==== SUPPLIED PASSAGE ====

Mark: gonna be able to shoot.
Greg: It was a blast. Yeah, it was a blast, but it was just, it was just a pivot, you know? And you gotta be able to pivot and move fast, uh, because you know, it can, it can happen quick where, you know, you can get yourself in trouble. So,
Mark: Did you look at the contract to see if there was any acts of God, uh, provisions in there that you could get out of it and unwind the deal?
Greg: you know, um, You don't know what you, what you don't know. And um, cause I was 27 when I bought the company as my, I mean, I've never bought a company before. This is my first company. I, I didn't know what I was doing. Um, but I mean, I learned a ton. I know what to, to do now. I mean, like, one thing for instance is, um, I got really lucky because, When there, there has to be a, uh, transferability clause in the contract.
So when you sell a company, um, there has to, the, the contract has to be reassign to the new person buying it, otherwise they can just get outta the contract. Luckily that, um, no customer really was like, Hey, I wanna get outta my contract. You know, there's new ownership, so then this is not an enforceable contract.

==== SUPPLIED DATA ====

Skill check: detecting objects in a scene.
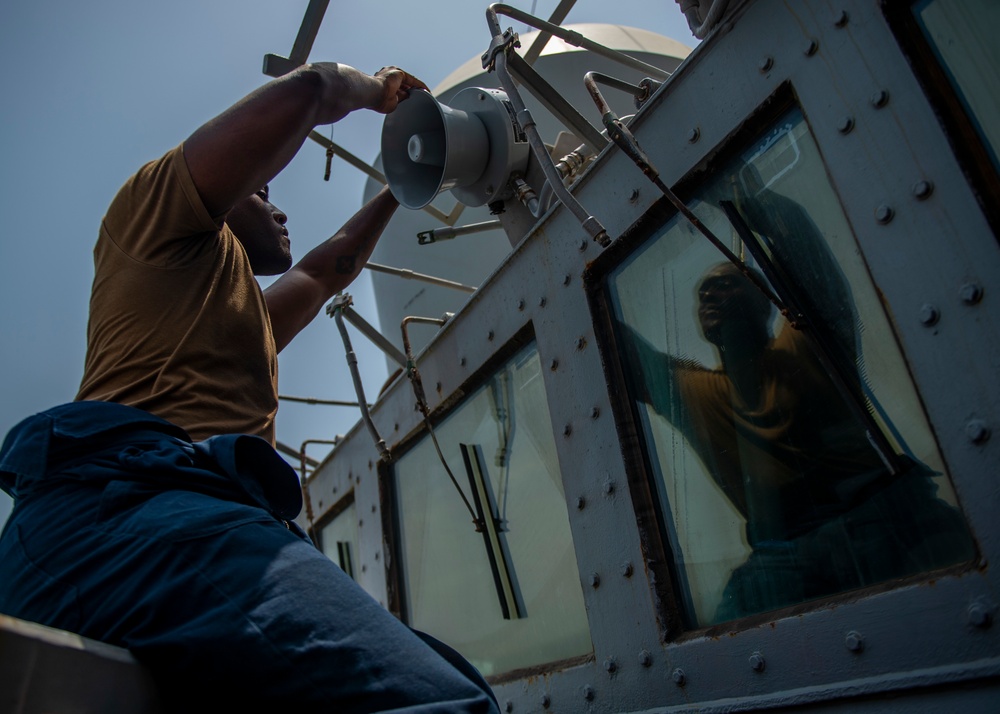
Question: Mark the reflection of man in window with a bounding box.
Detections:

====

Copy out the full conversation transcript about buying a company, from its opening line to its last, without changing any wording, punctuation, or speaker labels.

Mark: gonna be able to shoot.
Greg: It was a blast. Yeah, it was a blast, but it was just, it was just a pivot, you know? And you gotta be able to pivot and move fast, uh, because you know, it can, it can happen quick where, you know, you can get yourself in trouble. So,
Mark: Did you look at the contract to see if there was any acts of God, uh, provisions in there that you could get out of it and unwind the deal?
Greg: you know, um, You don't know what you, what you don't know. And um, cause I was 27 when I bought the company as my, I mean, I've never bought a company before. This is my first company. I, I didn't know what I was doing. Um, but I mean, I learned a ton. I know what to, to do now. I mean, like, one thing for instance is, um, I got really lucky because, When there, there has to be a, uh, transferability clause in the contract.
So when you sell a company, um, there has to, the, the contract has to be reassign to the new person buying it, otherwise they can just get outta the contract. Luckily that, um, no customer really was like, Hey, I wanna get outta my contract. You know, there's new ownership, so then this is not an enforceable contract.